* Vorliegender Text *

Wie ist zur Hure geworden die treue Stadt, die voll Rechts war; Gerechtigkeit wohnte darin, nun aber Mörder. (Jesaja 1, 21 LUT)
„Wie geht das zu, daß die fromme Stadt zur Hure [zanah – זָנָה] geworden ist? Sie war voll Rechts, Gerechtigkeit wohnte darin, nun aber Mörder.“
In diesen Worten findet der tiefe Schmerz des Propheten über den Fall Jerusalems aus seiner hohen Stellung und Aufgabe einen ergreifenden Ausdruck. Hatten die heidnischen Völker in ihrem Aberglauben und mit ihren Götzenaltären nirgends Raum für die Offenbarung Gottes und die Herrschaft der Gerechtigkeit — Zion sollte die Heimat göttlicher Gerechtigkeit sein, in ihr sollte das Recht jede Nacht innerhalb der Völkerwelt überdauern.

* Datensätze *

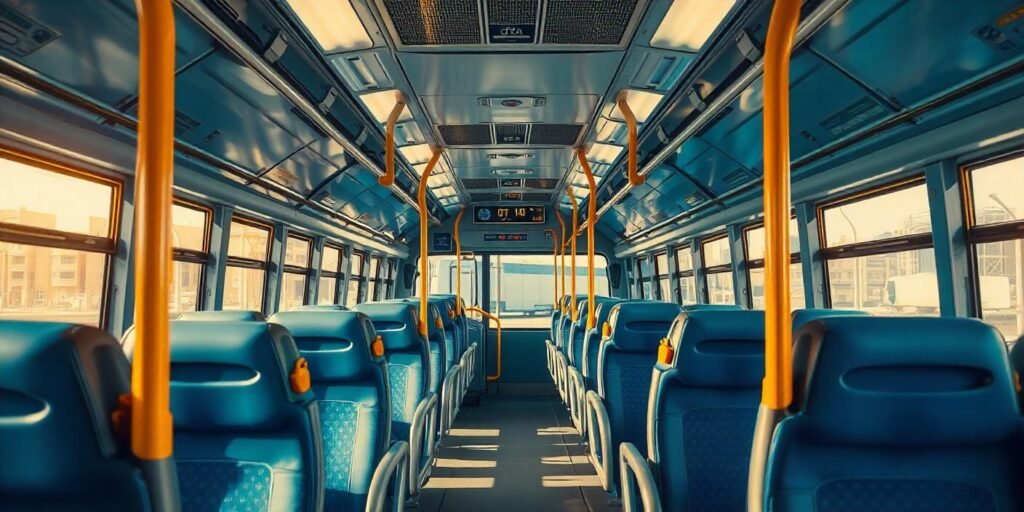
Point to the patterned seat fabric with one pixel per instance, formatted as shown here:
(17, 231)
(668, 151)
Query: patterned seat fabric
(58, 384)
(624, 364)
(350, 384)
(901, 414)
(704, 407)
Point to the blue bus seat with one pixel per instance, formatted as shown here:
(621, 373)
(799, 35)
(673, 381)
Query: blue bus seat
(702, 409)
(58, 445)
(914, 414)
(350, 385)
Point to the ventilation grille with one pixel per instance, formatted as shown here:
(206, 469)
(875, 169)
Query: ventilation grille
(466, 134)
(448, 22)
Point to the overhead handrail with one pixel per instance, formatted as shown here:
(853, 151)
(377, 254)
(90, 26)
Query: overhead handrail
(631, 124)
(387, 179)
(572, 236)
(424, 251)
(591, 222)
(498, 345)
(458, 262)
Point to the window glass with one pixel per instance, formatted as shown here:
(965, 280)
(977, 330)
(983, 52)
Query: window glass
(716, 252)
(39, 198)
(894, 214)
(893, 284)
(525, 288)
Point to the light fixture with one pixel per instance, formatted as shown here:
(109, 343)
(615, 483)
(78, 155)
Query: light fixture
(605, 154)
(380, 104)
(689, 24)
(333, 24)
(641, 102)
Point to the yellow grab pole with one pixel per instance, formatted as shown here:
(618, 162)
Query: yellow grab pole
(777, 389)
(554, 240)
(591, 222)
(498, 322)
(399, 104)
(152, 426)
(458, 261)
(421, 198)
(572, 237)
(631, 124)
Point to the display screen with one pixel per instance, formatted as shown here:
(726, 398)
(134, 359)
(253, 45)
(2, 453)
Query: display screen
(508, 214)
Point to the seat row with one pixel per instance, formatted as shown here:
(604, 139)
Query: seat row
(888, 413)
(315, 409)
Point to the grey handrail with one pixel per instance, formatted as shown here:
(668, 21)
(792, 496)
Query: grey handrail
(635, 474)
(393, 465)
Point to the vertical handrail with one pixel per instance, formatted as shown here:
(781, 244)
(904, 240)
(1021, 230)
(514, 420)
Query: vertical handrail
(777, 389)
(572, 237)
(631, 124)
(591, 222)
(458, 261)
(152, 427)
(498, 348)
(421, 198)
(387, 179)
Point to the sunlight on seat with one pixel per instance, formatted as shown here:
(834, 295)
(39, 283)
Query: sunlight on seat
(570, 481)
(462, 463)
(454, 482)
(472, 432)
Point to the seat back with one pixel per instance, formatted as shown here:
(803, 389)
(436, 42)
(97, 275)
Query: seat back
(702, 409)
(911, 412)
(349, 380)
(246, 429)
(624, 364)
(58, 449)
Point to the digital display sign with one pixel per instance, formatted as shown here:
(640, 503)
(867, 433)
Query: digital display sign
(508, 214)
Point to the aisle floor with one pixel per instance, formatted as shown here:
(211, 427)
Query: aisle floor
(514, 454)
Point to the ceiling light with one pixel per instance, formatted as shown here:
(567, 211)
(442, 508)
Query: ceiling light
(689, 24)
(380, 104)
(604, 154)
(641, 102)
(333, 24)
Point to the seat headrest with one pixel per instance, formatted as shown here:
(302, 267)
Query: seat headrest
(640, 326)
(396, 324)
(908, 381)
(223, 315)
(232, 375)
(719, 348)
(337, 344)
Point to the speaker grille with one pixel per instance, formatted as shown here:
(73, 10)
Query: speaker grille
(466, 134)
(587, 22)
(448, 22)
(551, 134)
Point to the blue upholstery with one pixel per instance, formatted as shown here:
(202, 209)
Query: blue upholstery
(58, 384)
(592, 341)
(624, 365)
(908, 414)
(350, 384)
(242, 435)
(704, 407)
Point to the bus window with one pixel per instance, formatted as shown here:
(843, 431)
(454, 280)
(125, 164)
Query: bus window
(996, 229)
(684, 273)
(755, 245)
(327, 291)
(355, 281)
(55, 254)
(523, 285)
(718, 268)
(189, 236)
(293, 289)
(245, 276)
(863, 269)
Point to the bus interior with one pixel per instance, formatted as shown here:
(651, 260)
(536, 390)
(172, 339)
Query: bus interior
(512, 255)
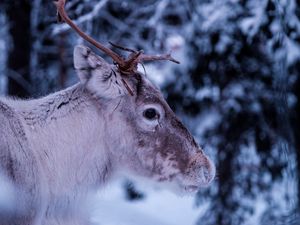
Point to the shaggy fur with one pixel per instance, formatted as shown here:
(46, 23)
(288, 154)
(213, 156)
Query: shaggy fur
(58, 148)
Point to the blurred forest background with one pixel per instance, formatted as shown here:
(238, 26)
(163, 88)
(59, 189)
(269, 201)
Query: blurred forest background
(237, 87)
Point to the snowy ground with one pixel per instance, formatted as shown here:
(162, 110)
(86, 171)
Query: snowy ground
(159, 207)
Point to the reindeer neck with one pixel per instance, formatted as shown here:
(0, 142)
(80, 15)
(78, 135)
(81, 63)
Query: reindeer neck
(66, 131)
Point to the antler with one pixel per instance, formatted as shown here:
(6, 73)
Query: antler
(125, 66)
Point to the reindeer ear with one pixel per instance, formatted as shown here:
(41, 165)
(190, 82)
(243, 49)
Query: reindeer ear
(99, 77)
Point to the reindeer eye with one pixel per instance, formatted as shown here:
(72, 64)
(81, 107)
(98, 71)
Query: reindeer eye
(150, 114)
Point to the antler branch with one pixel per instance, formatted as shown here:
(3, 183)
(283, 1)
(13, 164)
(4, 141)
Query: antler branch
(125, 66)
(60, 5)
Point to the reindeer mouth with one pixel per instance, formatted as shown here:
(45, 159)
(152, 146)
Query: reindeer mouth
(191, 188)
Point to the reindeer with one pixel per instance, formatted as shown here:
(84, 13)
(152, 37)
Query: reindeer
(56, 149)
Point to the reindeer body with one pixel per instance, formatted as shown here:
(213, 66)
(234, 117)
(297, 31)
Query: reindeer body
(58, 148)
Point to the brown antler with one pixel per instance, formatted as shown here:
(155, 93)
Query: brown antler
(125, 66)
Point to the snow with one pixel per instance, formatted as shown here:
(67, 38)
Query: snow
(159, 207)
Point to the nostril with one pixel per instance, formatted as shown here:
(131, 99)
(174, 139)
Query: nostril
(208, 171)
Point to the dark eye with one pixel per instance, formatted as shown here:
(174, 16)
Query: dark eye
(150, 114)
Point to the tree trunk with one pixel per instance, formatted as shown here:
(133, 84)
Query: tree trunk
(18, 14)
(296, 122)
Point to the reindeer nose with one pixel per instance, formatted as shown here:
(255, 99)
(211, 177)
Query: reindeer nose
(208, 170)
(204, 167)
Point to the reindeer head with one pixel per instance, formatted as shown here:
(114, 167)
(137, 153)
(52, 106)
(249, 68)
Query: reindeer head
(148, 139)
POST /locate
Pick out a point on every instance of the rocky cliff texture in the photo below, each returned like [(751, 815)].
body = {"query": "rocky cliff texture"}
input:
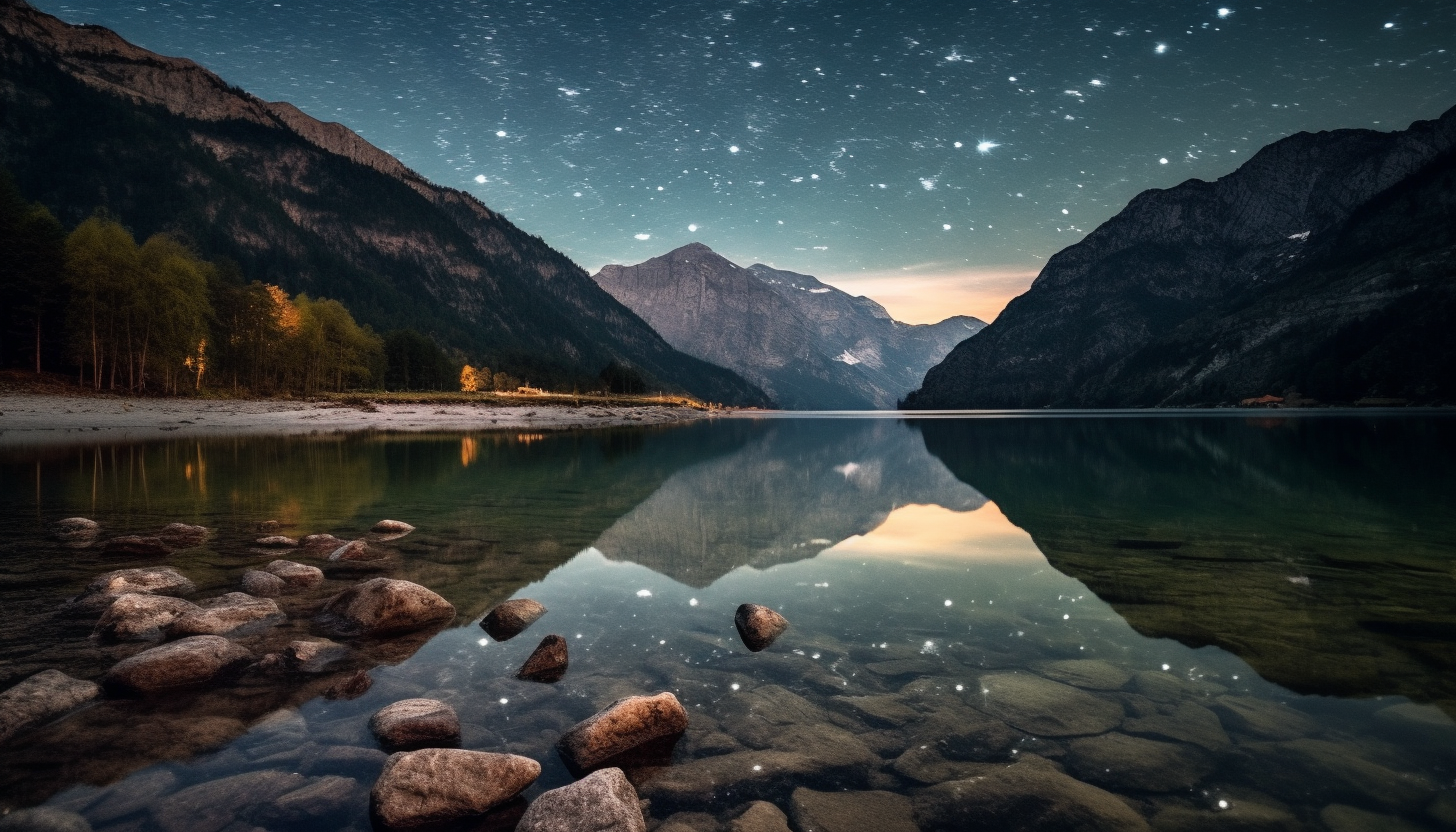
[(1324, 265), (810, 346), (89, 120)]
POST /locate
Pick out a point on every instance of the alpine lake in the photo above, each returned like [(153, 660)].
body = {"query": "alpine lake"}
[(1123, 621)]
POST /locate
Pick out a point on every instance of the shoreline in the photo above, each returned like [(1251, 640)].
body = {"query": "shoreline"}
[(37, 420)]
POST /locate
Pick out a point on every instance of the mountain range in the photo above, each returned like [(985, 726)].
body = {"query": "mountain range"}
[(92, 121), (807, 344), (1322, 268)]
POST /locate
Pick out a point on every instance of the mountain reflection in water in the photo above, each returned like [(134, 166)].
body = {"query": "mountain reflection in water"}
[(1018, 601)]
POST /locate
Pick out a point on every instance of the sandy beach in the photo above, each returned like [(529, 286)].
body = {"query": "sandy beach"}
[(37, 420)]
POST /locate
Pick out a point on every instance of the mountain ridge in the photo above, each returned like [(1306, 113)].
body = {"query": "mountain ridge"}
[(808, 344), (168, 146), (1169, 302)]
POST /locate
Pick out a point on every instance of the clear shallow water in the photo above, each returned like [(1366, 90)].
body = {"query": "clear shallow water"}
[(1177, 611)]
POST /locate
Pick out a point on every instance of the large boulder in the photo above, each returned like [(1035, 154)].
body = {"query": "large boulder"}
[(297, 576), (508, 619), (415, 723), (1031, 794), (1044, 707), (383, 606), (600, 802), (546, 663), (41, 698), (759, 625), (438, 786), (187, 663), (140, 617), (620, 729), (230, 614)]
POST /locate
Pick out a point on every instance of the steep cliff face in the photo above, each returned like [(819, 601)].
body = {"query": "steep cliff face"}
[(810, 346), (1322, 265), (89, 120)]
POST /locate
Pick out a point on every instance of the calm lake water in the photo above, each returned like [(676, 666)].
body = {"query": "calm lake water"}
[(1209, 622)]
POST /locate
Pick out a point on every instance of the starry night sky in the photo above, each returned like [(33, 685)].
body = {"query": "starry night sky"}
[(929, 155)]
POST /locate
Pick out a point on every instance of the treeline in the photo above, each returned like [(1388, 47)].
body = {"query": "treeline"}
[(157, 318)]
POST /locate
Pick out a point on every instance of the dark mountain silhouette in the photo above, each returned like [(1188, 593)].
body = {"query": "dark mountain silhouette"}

* Aufgabe 1 *
Beantworte zum Text über Jesaja 1, 21 diese Fragen:
(a) Welche Bibelstelle ist hinter dem ersten Satz angegeben?
(b) Welches hebräische Wort steht in eckigen Klammern hinter „Hure“?
(c) Was sollte Zion laut dem Text sein?
* Aufgabe 2 *
Schreib bitte aus dem Text über Jesaja 1, 21 den Abschnitt ab, der mit den Worten „Wie ist zur“ einsetzt und mit „der Völkerwelt überdauern.“ schließt.

* Antwort 1 *
(a) Jesaja 1, 21 (LUT)
(b) zanah (זָנָה)
(c) Die Heimat göttlicher Gerechtigkeit

* Antwort 2 *
Wie ist zur Hure geworden die treue Stadt, die voll Rechts war; Gerechtigkeit wohnte darin, nun aber Mörder. (Jesaja 1, 21 LUT)
„Wie geht das zu, daß die fromme Stadt zur Hure [zanah – זָנָה] geworden ist? Sie war voll Rechts, Gerechtigkeit wohnte darin, nun aber Mörder.“
In diesen Worten findet der tiefe Schmerz des Propheten über den Fall Jerusalems aus seiner hohen Stellung und Aufgabe einen ergreifenden Ausdruck. Hatten die heidnischen Völker in ihrem Aberglauben und mit ihren Götzenaltären nirgends Raum für die Offenbarung Gottes und die Herrschaft der Gerechtigkeit — Zion sollte die Heimat göttlicher Gerechtigkeit sein, in ihr sollte das Recht jede Nacht innerhalb der Völkerwelt überdauern.